Supplied entries →
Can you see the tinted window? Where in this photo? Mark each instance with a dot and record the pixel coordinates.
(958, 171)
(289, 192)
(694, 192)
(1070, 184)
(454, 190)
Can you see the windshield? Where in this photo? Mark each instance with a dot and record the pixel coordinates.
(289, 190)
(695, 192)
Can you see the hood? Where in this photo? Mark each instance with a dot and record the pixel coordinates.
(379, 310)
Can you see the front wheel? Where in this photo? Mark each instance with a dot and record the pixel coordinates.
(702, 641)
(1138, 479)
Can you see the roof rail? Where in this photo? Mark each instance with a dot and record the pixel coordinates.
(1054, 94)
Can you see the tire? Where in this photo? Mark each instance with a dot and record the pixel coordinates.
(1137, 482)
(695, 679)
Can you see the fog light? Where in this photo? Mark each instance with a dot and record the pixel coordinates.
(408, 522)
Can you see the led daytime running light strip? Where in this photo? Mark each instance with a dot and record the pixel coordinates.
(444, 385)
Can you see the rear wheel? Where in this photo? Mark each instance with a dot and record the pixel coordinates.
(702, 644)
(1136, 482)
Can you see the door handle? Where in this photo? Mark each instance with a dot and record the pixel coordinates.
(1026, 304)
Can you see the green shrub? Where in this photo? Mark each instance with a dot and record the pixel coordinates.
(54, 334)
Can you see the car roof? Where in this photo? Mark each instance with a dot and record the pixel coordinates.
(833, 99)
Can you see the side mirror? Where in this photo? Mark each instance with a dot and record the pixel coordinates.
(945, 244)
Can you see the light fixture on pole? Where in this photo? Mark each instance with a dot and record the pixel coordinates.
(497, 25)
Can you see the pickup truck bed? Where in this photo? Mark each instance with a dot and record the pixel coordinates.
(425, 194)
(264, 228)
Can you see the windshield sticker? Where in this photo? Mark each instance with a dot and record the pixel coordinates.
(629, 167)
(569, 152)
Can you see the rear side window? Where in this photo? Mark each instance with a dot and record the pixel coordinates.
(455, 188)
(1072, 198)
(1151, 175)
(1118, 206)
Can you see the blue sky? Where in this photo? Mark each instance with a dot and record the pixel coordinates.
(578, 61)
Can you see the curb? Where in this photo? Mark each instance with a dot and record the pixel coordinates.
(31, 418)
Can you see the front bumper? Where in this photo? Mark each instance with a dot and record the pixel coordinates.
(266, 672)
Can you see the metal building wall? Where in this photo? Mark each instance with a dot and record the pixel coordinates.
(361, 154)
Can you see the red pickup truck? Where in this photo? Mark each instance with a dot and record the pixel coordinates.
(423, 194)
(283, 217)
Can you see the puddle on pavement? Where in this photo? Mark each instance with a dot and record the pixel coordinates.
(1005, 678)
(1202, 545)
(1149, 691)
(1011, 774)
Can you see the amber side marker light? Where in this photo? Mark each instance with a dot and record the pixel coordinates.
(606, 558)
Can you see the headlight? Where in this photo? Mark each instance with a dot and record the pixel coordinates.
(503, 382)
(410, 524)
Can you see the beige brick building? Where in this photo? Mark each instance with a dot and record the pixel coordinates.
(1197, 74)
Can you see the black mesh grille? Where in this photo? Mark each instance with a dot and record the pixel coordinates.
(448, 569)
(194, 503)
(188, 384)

Given task → Give back exactly the lines from the line containing "Can you see the rear side" to the end of the entries, and no other lines.

Result of the exercise →
Can you see the rear side window? Where in this photo? Mark each instance with a dot and record the pixel coordinates.
(455, 188)
(1072, 198)
(1151, 175)
(1118, 206)
Can you see the blue sky? Where in this photo? Mark each instance with a dot and record the pixel coordinates.
(578, 61)
Can you see the curb? Where in this photo? Mark each instance with a dot and record the pixel coordinates.
(31, 418)
Can you see the front bumper? Where in this photo? Mark each instance with a dot and record the pixel coordinates.
(266, 672)
Can you see the metal building wall? Where in this photo? Mark each instance with a dot and record the pixel coordinates.
(361, 154)
Can you see the red pickup truck? Where in this photo? Mark each instance with a dot and record the pixel coordinates.
(423, 194)
(283, 217)
Can you see the puddle on pavement? Where in this photo? Mark each instance with a dot and record the pixel coordinates.
(1005, 678)
(1202, 545)
(1149, 691)
(1011, 774)
Can you see the amber side marker light? Where in this photo? Mark each instance with a dot and record the pixel coordinates.
(606, 558)
Can you see the headlight? Where in this photo? Mark each instance with a dot and record the pixel coordinates.
(503, 382)
(410, 524)
Can you see the beige brick building? Where in this photo? Mark each instance with a dot and record the pixel coordinates.
(1197, 74)
Can you see the black mesh grille? Where in this photo? Mark each instance with a dot and record the pixel coordinates.
(448, 569)
(194, 503)
(188, 384)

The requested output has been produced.